# Provided data:
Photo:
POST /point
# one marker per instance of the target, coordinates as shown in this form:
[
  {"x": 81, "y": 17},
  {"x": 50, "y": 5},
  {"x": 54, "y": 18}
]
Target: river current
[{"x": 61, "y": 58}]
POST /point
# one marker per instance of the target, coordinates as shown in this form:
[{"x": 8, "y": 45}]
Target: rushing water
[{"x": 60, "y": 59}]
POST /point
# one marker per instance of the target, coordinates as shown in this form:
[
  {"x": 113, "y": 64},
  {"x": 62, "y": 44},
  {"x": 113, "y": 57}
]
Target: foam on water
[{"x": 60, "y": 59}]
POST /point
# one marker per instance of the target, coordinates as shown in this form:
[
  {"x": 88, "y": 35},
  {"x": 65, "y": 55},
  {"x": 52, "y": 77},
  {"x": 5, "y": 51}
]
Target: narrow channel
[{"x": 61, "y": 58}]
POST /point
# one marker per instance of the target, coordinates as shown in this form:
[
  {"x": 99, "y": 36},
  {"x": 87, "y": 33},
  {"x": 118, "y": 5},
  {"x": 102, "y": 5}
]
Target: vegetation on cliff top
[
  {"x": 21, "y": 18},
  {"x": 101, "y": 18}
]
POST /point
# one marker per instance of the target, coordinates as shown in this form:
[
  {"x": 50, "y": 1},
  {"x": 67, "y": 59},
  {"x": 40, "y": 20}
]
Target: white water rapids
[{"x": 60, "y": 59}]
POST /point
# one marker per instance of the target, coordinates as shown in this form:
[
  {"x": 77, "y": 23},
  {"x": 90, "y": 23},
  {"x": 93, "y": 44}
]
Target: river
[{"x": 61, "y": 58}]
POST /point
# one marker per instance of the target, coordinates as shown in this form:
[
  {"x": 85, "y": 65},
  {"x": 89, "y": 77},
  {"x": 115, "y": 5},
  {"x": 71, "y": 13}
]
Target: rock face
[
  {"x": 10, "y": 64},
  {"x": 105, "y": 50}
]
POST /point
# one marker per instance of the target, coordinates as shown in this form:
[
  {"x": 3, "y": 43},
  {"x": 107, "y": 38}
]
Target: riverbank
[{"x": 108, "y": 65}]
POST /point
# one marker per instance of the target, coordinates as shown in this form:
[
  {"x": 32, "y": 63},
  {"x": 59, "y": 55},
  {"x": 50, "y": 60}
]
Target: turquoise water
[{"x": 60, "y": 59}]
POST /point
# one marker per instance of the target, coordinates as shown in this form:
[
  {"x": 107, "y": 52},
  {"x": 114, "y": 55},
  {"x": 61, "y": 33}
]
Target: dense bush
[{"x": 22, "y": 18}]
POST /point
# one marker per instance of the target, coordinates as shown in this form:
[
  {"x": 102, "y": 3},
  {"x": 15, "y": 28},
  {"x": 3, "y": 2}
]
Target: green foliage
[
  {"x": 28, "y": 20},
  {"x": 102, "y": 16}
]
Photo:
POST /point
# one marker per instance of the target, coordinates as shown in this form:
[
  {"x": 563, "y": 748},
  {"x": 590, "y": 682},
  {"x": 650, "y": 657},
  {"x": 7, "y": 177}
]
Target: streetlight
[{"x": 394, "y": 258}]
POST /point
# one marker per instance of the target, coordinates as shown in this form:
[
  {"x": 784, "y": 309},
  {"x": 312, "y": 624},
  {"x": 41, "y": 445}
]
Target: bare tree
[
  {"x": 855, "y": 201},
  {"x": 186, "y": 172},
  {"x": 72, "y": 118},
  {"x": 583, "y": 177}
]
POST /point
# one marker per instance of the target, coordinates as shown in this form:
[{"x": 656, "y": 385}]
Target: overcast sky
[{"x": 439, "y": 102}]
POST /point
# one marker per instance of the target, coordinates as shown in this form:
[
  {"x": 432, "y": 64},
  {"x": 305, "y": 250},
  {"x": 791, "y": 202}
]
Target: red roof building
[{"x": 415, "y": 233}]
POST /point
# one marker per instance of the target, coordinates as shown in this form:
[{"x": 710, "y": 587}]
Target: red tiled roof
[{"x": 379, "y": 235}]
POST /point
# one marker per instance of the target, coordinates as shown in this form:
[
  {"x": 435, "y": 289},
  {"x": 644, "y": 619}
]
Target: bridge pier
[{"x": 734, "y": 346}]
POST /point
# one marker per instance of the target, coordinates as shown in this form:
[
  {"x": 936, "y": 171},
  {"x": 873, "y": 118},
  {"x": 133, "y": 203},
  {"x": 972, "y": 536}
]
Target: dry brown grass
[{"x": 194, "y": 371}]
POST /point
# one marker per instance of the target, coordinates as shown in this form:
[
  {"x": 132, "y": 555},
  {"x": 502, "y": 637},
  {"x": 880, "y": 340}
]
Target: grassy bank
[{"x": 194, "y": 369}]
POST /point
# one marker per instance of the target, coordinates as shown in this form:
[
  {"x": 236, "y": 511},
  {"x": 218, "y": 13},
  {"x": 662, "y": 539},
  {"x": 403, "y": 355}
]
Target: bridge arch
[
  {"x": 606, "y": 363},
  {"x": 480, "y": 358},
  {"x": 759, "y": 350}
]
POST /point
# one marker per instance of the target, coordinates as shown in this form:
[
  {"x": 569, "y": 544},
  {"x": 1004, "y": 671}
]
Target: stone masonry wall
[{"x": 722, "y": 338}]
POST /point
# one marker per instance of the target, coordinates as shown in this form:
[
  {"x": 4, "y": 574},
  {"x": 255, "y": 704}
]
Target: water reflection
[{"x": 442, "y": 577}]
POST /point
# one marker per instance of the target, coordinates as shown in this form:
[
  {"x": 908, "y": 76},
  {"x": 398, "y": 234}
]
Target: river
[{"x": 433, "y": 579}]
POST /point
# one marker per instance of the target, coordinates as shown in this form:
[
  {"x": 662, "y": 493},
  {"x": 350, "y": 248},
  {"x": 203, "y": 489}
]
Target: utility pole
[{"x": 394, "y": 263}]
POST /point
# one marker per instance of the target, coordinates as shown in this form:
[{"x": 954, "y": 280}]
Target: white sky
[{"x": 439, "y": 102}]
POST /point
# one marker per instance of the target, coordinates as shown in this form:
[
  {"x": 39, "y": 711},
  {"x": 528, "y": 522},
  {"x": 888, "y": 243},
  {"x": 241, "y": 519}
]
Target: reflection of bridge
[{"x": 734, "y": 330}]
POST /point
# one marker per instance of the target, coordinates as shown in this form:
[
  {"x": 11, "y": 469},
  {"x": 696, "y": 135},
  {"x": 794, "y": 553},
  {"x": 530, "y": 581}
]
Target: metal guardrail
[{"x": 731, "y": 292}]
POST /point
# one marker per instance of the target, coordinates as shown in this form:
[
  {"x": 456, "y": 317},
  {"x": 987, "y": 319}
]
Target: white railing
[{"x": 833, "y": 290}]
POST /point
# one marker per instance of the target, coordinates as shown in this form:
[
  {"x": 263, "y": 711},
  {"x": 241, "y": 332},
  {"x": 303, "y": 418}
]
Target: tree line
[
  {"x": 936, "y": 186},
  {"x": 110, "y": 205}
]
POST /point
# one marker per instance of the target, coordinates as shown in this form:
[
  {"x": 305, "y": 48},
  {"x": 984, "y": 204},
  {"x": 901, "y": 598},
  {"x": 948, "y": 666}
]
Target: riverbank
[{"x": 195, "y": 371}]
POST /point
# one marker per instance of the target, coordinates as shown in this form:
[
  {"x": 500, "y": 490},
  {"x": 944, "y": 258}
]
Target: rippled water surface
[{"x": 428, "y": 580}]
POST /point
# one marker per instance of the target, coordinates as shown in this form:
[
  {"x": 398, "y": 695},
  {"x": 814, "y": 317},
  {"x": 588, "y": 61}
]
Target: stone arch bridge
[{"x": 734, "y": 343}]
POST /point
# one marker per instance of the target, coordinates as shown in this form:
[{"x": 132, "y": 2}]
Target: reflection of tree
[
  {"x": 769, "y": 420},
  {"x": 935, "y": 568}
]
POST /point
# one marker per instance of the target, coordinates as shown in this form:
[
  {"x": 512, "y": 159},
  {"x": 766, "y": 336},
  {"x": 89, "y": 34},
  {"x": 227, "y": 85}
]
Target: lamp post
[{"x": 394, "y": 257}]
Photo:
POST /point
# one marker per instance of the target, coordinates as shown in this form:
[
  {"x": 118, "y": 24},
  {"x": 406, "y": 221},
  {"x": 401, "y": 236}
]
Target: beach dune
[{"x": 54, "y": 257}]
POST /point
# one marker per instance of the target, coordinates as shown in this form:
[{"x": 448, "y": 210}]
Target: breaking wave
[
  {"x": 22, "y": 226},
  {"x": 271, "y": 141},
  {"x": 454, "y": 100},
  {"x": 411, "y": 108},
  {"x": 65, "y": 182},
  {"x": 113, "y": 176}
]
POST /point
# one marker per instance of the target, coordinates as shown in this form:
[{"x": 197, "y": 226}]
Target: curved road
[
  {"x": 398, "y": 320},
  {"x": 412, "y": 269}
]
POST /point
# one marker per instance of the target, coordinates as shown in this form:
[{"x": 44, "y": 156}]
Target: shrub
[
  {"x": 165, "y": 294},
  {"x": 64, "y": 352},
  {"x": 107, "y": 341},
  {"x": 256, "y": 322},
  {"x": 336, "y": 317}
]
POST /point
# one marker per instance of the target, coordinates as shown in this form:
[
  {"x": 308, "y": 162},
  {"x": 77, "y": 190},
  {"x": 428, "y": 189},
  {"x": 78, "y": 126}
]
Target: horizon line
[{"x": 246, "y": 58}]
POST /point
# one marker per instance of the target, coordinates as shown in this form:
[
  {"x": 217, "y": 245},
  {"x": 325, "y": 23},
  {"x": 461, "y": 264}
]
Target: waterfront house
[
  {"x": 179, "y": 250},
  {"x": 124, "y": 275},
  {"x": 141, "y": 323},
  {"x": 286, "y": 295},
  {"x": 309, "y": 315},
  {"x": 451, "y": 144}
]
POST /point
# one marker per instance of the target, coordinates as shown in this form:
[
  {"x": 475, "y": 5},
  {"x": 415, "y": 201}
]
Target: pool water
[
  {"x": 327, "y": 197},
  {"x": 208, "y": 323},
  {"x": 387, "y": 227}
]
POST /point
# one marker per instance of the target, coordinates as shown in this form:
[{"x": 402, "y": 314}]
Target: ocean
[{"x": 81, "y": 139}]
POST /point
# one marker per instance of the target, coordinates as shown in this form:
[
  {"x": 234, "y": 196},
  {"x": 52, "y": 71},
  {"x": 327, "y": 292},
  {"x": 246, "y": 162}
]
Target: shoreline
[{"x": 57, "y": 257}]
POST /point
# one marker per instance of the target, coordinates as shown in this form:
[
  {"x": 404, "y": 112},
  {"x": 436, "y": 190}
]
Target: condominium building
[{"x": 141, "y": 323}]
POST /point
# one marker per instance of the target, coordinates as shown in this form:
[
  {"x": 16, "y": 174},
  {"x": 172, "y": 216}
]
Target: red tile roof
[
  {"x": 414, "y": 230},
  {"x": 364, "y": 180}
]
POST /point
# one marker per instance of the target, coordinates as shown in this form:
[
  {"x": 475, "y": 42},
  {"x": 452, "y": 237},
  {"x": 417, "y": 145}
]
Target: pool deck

# Required task:
Copy out each line of the records that has the word "roof" in it.

# Correct result:
Target: red roof building
Target: red tiled roof
Target: red tile roof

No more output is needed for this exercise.